Given records |

<<<<

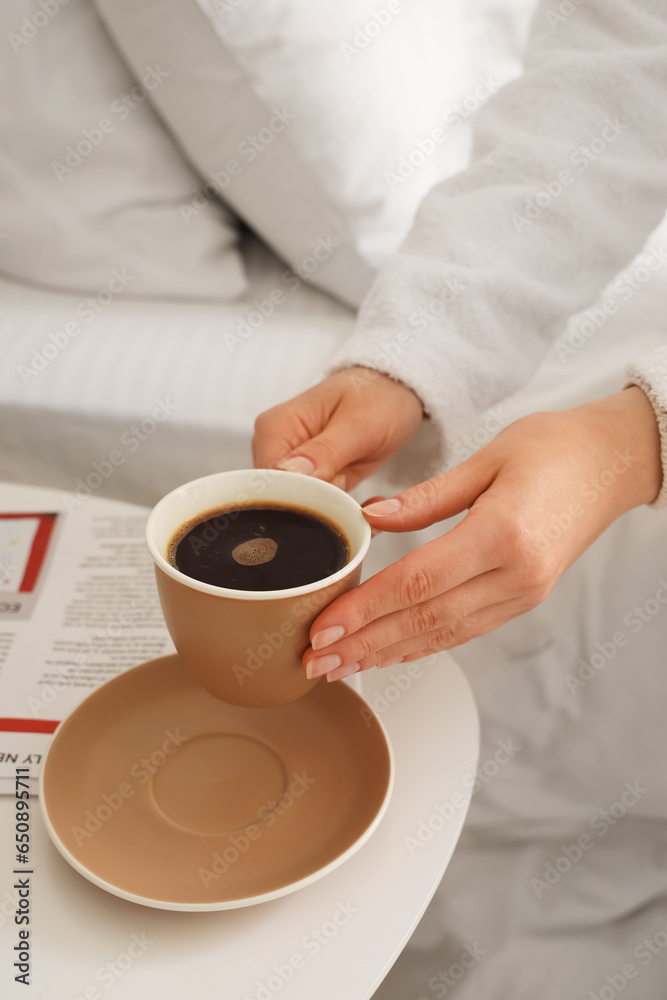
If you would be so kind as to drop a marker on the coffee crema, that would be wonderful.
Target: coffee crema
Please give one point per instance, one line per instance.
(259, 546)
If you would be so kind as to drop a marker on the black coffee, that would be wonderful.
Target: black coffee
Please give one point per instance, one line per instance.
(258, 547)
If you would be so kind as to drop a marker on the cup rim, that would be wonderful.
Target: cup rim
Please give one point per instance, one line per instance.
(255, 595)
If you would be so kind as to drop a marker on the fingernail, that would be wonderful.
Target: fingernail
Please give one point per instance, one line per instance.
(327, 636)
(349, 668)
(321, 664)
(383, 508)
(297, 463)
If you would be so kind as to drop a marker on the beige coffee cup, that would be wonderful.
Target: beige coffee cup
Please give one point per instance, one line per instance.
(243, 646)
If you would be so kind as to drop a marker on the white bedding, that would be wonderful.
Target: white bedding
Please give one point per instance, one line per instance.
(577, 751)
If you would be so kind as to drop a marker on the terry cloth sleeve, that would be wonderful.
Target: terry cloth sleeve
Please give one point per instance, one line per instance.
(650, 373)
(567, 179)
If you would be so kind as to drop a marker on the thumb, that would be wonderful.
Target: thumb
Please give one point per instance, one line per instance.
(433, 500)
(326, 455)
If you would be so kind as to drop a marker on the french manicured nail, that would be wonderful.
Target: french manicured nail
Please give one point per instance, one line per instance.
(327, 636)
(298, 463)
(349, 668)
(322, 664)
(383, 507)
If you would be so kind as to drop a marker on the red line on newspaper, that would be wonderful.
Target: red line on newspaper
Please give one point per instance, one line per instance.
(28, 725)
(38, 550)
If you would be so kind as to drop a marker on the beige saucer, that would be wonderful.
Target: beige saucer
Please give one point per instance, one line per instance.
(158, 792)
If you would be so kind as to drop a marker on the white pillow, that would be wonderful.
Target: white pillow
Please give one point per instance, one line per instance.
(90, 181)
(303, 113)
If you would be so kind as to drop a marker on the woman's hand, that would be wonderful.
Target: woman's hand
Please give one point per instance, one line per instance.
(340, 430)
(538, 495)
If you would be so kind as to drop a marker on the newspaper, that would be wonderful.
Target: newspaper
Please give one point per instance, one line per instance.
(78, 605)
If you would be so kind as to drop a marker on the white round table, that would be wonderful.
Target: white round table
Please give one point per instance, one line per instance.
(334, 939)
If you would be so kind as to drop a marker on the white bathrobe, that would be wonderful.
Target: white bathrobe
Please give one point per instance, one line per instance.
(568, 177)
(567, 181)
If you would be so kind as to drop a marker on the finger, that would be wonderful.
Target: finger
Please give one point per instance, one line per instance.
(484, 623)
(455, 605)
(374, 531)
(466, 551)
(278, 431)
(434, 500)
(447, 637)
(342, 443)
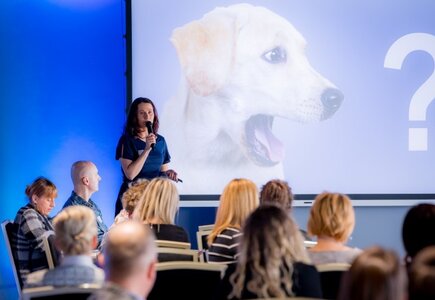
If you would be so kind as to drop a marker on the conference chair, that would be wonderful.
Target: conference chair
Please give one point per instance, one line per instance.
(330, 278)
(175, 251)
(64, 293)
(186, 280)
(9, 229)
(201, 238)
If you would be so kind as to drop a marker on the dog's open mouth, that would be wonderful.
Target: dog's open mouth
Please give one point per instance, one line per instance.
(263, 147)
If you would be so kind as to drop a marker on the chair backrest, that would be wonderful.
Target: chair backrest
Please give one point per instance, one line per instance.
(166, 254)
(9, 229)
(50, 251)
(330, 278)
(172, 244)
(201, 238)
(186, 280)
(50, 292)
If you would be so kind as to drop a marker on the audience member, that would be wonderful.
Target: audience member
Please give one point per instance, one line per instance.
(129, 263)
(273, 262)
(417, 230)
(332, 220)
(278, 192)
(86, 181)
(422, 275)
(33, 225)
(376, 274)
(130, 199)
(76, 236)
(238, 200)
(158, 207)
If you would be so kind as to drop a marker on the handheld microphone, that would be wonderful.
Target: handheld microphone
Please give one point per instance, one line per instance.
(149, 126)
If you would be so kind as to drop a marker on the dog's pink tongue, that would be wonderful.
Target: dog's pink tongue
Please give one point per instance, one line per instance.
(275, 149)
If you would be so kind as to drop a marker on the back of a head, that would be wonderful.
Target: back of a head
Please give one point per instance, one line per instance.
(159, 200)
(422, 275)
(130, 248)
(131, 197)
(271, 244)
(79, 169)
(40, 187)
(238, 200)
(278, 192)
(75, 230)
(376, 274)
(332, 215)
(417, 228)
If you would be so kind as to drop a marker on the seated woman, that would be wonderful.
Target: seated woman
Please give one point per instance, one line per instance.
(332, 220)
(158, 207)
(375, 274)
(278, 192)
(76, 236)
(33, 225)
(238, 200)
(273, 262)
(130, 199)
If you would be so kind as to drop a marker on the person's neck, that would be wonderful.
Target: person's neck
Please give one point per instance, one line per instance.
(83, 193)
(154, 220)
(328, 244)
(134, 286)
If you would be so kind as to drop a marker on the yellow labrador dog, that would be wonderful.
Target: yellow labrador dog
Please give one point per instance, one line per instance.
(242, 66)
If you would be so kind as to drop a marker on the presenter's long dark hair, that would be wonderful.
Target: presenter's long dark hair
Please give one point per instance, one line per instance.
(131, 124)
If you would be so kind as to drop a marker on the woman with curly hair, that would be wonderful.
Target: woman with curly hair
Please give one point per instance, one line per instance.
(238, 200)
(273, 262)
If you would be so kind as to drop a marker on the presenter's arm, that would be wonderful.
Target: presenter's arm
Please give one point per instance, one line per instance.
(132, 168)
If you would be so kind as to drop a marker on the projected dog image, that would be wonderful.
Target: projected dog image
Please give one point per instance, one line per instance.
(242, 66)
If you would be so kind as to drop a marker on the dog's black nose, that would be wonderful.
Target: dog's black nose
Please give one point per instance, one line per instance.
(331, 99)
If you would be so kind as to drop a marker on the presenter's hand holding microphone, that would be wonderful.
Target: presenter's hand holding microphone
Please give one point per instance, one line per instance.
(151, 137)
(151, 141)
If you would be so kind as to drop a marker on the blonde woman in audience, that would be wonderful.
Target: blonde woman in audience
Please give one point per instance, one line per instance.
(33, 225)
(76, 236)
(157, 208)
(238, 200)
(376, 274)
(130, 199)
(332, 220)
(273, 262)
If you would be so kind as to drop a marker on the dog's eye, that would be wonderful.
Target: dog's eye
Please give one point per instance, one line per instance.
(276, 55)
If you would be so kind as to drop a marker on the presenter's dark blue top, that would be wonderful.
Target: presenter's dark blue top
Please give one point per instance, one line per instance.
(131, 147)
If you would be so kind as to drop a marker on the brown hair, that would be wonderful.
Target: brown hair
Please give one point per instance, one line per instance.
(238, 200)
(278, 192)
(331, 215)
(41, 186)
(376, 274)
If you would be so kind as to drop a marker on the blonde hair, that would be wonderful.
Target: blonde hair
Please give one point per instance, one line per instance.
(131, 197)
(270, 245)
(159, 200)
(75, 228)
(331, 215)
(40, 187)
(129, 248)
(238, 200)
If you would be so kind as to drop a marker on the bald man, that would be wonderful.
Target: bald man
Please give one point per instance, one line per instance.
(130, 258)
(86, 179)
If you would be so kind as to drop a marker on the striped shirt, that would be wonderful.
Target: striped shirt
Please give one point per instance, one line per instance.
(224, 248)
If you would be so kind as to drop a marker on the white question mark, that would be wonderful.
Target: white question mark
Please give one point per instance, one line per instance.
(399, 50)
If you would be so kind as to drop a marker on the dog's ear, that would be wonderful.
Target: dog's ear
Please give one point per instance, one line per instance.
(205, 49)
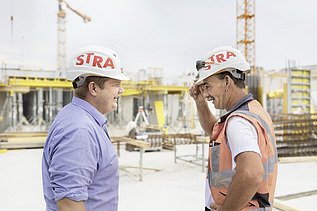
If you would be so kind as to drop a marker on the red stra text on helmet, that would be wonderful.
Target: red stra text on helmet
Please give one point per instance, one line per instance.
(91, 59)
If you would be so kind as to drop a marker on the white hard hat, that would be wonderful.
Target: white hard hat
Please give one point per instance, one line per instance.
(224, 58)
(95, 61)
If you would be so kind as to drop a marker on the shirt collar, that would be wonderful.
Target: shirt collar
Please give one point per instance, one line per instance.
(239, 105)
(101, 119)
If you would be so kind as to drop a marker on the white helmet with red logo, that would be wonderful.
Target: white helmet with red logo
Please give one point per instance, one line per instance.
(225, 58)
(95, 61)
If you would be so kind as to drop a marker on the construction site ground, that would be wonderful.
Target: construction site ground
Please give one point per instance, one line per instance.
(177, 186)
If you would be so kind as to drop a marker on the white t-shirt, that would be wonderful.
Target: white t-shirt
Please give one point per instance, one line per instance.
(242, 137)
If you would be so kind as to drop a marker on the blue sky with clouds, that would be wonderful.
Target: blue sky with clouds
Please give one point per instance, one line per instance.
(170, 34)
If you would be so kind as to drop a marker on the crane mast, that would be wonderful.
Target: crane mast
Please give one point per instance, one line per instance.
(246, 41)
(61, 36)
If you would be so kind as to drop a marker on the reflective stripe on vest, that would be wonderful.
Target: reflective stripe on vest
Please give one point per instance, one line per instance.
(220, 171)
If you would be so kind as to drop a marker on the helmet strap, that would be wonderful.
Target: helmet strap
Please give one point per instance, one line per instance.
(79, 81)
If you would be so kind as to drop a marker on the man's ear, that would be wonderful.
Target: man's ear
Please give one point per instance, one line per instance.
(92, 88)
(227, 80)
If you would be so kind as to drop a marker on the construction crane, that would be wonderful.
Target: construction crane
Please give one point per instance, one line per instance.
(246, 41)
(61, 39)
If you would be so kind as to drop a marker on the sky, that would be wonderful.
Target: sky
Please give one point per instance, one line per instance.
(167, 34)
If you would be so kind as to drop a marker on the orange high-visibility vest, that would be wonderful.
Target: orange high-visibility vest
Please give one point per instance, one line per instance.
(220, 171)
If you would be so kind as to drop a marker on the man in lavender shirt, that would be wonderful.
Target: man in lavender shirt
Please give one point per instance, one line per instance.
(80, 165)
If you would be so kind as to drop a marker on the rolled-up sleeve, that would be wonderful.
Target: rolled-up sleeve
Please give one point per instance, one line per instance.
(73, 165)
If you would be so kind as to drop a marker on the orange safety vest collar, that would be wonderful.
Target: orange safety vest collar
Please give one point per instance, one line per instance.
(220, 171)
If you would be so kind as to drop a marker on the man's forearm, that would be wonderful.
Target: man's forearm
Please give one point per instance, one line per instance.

>>>>

Check each line of the entries above for the word "blonde". List the ones that have it.

If you would be so kind as to drop a marker on the blonde woman in audience, that would be wonderful.
Target: blonde woman in audience
If you would be so kind as to drop a marker on the blonde hair, that would be wonderful.
Target: blonde hair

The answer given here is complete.